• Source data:
start

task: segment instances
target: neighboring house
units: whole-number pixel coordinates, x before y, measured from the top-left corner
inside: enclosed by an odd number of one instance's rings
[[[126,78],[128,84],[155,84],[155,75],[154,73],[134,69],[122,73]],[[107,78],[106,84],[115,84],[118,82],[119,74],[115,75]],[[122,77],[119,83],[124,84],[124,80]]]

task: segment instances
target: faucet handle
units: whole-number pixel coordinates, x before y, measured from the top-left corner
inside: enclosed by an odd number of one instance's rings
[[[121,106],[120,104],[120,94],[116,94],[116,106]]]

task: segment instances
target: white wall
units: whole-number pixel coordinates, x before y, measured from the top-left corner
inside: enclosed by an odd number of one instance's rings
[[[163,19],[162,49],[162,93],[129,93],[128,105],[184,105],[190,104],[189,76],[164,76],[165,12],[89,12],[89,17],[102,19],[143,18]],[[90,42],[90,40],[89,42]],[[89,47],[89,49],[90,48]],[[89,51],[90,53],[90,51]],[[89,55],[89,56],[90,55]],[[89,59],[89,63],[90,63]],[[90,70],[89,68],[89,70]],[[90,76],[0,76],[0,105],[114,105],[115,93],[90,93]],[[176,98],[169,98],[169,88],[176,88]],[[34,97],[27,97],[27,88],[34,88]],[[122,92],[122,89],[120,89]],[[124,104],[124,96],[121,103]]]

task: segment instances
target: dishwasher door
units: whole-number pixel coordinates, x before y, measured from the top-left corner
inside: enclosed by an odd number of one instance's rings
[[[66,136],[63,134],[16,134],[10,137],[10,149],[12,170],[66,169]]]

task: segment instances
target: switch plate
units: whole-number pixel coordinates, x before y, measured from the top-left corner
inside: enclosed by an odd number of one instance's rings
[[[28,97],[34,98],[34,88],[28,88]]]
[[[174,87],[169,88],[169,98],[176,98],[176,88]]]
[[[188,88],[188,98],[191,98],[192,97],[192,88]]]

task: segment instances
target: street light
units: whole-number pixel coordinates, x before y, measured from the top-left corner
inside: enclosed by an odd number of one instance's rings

end

• Work instructions: Print all of the entries exactly as they appear.

• Answer:
task: segment instances
target: neighboring house
units: whole-number pixel coordinates, x before y, measured from the top-left corner
inside: enclosed by an odd number of one instance's rings
[[[126,78],[128,84],[155,84],[155,75],[154,73],[134,69],[122,73]],[[107,78],[106,84],[115,84],[118,82],[119,74],[115,75]],[[122,77],[119,83],[124,84],[124,80]]]

task: segment instances
target: faucet handle
units: whole-number pixel coordinates, x before y, measured from the top-left corner
inside: enclosed by an odd number of one instance's rings
[[[121,106],[120,104],[120,94],[116,94],[116,106]]]

task: segment instances
target: white wall
units: whole-number pixel coordinates, x before y, measured from the top-left corner
inside: enclosed by an odd number of one instance's rings
[[[163,19],[162,49],[162,93],[129,93],[128,105],[184,105],[190,104],[189,76],[164,76],[165,12],[89,12],[89,17],[102,19],[143,18]],[[90,42],[90,40],[89,42]],[[89,47],[89,49],[90,48]],[[89,51],[90,53],[90,51]],[[89,55],[89,56],[90,55]],[[89,59],[89,63],[90,63]],[[90,70],[89,68],[89,70]],[[90,76],[0,76],[0,105],[114,105],[115,93],[90,93]],[[176,98],[169,98],[169,88],[176,88]],[[34,97],[27,97],[27,88],[34,88]],[[122,92],[122,89],[120,89]],[[124,104],[124,96],[121,103]]]

task: segment instances
target: dishwasher door
units: whole-number pixel coordinates, x before y, measured from the top-left corner
inside: enclosed by an odd number of one instance's rings
[[[66,136],[63,134],[16,134],[10,137],[10,149],[12,170],[66,169]]]

task: segment instances
target: switch plate
units: whole-number pixel coordinates, x before y, measured from the top-left corner
inside: enclosed by an odd number of one instance's rings
[[[28,97],[34,98],[34,88],[28,88]]]
[[[174,87],[169,88],[169,98],[176,98],[176,88]]]
[[[188,88],[188,98],[191,98],[192,97],[192,88]]]

task: segment instances
target: street light
units: whole-number pixel coordinates, x before y, measured from the top-left corner
inside: enclosed by an odd number of one instance's rings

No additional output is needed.